- **Short task**
Retype the lines below exactly as they are, leaving the pictures out.
┌────────
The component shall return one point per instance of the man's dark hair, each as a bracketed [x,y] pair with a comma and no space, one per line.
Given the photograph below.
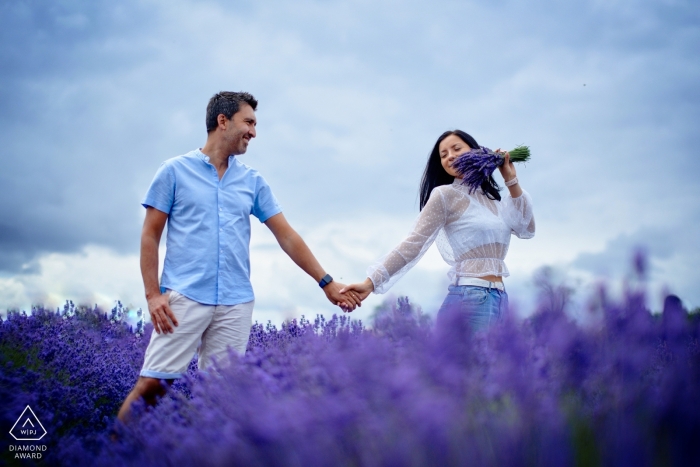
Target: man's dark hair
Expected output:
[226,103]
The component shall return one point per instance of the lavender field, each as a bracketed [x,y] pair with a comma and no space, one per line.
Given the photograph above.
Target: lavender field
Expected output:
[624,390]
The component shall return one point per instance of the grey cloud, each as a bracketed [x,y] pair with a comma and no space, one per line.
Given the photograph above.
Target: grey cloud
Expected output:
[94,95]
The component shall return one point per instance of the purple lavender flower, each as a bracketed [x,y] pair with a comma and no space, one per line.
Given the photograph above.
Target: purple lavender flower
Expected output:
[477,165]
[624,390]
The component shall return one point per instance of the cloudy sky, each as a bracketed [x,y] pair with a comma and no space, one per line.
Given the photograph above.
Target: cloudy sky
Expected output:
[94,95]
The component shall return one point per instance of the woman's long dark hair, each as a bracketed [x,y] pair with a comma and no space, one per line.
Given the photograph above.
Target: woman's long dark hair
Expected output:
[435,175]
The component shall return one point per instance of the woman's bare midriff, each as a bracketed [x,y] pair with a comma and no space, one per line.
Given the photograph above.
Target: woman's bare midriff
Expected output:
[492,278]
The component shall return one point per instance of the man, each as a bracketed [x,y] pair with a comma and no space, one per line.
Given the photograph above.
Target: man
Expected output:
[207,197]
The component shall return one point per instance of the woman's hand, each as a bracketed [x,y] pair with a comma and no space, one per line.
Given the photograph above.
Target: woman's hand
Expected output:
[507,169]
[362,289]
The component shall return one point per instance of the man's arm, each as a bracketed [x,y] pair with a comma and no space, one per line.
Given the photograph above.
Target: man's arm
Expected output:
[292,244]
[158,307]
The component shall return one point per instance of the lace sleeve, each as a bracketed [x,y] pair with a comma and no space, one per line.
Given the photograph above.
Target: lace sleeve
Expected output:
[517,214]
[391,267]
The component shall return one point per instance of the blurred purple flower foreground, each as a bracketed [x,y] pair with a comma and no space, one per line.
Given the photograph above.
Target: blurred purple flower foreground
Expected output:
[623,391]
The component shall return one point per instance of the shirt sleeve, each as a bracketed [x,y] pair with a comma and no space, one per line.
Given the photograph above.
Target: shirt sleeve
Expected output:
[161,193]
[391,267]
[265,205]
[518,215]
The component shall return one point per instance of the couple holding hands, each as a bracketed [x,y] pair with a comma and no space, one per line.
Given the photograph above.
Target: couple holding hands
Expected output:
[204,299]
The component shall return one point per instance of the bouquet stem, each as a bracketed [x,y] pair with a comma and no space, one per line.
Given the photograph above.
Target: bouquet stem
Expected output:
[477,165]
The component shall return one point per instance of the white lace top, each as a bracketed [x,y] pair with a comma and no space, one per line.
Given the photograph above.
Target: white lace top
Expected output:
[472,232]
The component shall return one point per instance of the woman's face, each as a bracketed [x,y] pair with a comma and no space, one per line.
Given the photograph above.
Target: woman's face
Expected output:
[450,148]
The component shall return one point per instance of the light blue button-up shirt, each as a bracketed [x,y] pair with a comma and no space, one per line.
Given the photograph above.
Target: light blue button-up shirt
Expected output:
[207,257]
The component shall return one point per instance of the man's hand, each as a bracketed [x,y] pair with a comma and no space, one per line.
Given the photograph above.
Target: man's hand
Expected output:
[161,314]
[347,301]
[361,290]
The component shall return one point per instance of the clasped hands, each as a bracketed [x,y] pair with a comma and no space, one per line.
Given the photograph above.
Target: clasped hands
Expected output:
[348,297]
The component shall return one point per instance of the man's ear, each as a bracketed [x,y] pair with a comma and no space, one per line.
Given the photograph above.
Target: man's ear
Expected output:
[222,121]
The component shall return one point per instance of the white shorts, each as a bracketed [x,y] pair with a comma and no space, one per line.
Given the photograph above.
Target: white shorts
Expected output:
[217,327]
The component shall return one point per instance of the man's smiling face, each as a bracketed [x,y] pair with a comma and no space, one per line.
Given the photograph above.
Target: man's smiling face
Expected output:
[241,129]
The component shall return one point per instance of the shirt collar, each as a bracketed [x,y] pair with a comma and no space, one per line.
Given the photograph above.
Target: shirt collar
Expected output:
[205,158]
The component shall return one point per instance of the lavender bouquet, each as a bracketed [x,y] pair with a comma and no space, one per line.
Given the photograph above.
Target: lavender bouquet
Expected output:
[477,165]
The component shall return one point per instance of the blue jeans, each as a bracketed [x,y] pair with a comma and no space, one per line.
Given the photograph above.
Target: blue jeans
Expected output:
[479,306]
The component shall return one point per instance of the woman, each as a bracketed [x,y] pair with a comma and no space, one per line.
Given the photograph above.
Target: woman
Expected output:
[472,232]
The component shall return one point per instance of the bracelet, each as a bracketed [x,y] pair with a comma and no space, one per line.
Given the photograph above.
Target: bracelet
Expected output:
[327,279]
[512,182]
└────────
- **Task response**
The component shall return one point per instance of the man's dark hair, each as a bracketed [x,y] pair with a comma and no space, one per line.
Given the photograph below.
Target: man's dark hair
Expected output:
[226,103]
The component shall return one point per instance of the lavender field, each as a bracketed [x,y] pair with a comma and no space, one per line.
Given the photograph above.
Target: lavender field
Expected output:
[624,390]
The component shall return one point per instance of the grey cloud, each as a bracketed [x,y] pair with a comma and no space, one per line.
Given the photograph above.
Target: grey cloud
Expected output:
[94,95]
The component shall return one point per instance of the purple lavender flower, each as a bracketed [x,y] pair with a comma and no space, one per line.
Given the photograph above.
Target: purple lavender flower
Expected output:
[477,165]
[624,390]
The component shall return one point per instance of the cloudy sky, each as a bracketed [x,y] pair with a comma and no space, one per line.
Given the photograph above.
Target: cloudy sky
Expected output:
[94,95]
The component shall return one point per instance of the woman's long dark hair, each as a bracketed [x,y] pair with a comma and no space, one per line.
Given the photograph above.
Target: woman's long dark hair
Expected output:
[435,175]
The component shall return one point per instance of the woman's bare midriff, each as a bracketed [x,y] pair with a comma and no space, one per line.
Given the photograph above.
Target: woman's bare midriff
Expected output:
[492,278]
The component shall return one point per instance of the man, each as a bracketed [x,y] pair with a comma and no space, one per line.
Given the photograph above.
Target: man
Expected output:
[207,197]
The component shall return one point per instance of the woman's hand, each as a bracketed [x,y] pair with a comma and no space, one per line.
Given the photograph above.
Target: woman's hand
Expected output:
[507,169]
[362,289]
The component shall return one point per instance of the man's arm, each as a bracketed [x,y] pair with a comma and no space, one per line.
Given the photograph above.
Target: man's arm
Expected output:
[292,244]
[158,307]
The component shall return one point per instance of the lace sleeve, each as a bracketed [x,y] pair with a comma and no space, one per line.
Given the photograph above.
Target: lace sleeve
Expected output:
[517,214]
[391,267]
The component shall return one point per instance of the blurred purple flower foreground, each as a bracketed [x,y] pair with a comma and no space, one per line.
Given the photograph above.
Target: blurred purple flower foreground
Expected output:
[623,391]
The component shall return one point per instance of the shirt sleeve, each as a bracketed [x,y] pair with a comma and no space, one per line.
Given the photograph above.
Target: shirt sleeve
Expected output:
[161,193]
[391,267]
[265,205]
[518,215]
The component shall return one point per instance of the couple holding hands, each as a bracketed [x,y] pair with a comma and no space, one per line.
Given the photograph above.
Target: couple holding hands
Expected output:
[204,299]
The component shall return one point per instance of the bouquet stem, each as a bracketed [x,y] pair with a comma and no space, one per line.
Given the photograph above.
Target: bouquet stem
Expected output:
[477,165]
The component shall return one point per instance of the white lace top, each as a bracketed [x,y] pair with a comma and no space, one per line.
Given the photograph above.
Target: white lace top
Expected output:
[472,232]
The component shall return one point per instance of the woman's face, each as a bracketed [x,y] pair with a comma and no space, one per line.
Given the photograph above.
Target: woman's face
Expected output:
[450,148]
The component shall return one point per instance of the light blue button-up shirt, each as a bracketed [x,y] pair with a comma and no space, one per line.
Given the photograph above.
Target: light blue button-up shirt
Expected output:
[207,257]
The component shall return one point per instance of the man's hand, each as a bracketed [x,y] pair with a comma and no space, one per line.
Given the photograph above.
Target: man's hand
Expected output:
[161,314]
[347,301]
[361,290]
The component shall return one point per instance of the clasped hands, each as a bracketed [x,y] pair with a comma and no space, one per line.
Given the photograph above.
Target: clasped hands
Expected output:
[348,297]
The component shall return one point per instance of the man's ear, each as a bracketed [x,y] pair with a comma and no space, one per line.
Given the photograph above.
Target: man's ear
Expected output:
[222,121]
The component shall return one point per instance of the white shorts, each as a bracketed [x,y] pair with a comma and no space, one per line.
Given the photograph above.
Target: white shorts
Expected output:
[217,327]
The component shall return one point per instance of the man's smiling face, each as a bracketed [x,y] pair with a comma and no space, one per line.
Given the photograph above.
Target: man's smiling face
Expected output:
[241,129]
The component shall return one point per instance of the shirt collar, each as a bracketed [x,y] pair with a comma and no space, one per line.
Given the photograph above.
Target: shirt collar
Expected output:
[205,158]
The component shall return one point per instance of the lavender bouquet, each as a bracketed [x,y] pair with a comma and no space, one per line.
Given the photograph above.
Target: lavender bouquet
Expected output:
[477,165]
The component shall return one point per instance of the blue jeans, each as a bracketed [x,y] pair with a comma and no space, one per line.
Given the photograph above.
Target: blue jeans
Expected output:
[479,306]
The component shall return one point per instance of the woman, each as a bracketed [x,y] pair with a comma and no space, one per line.
Given the photograph above.
Target: woman
Expected output:
[472,232]
The component shall return one point per instance of the bracelet, each as a bracketed [x,y] pair with a comma and no space, one per line.
Given the photograph above.
Target: bracelet
Expected output:
[327,279]
[512,182]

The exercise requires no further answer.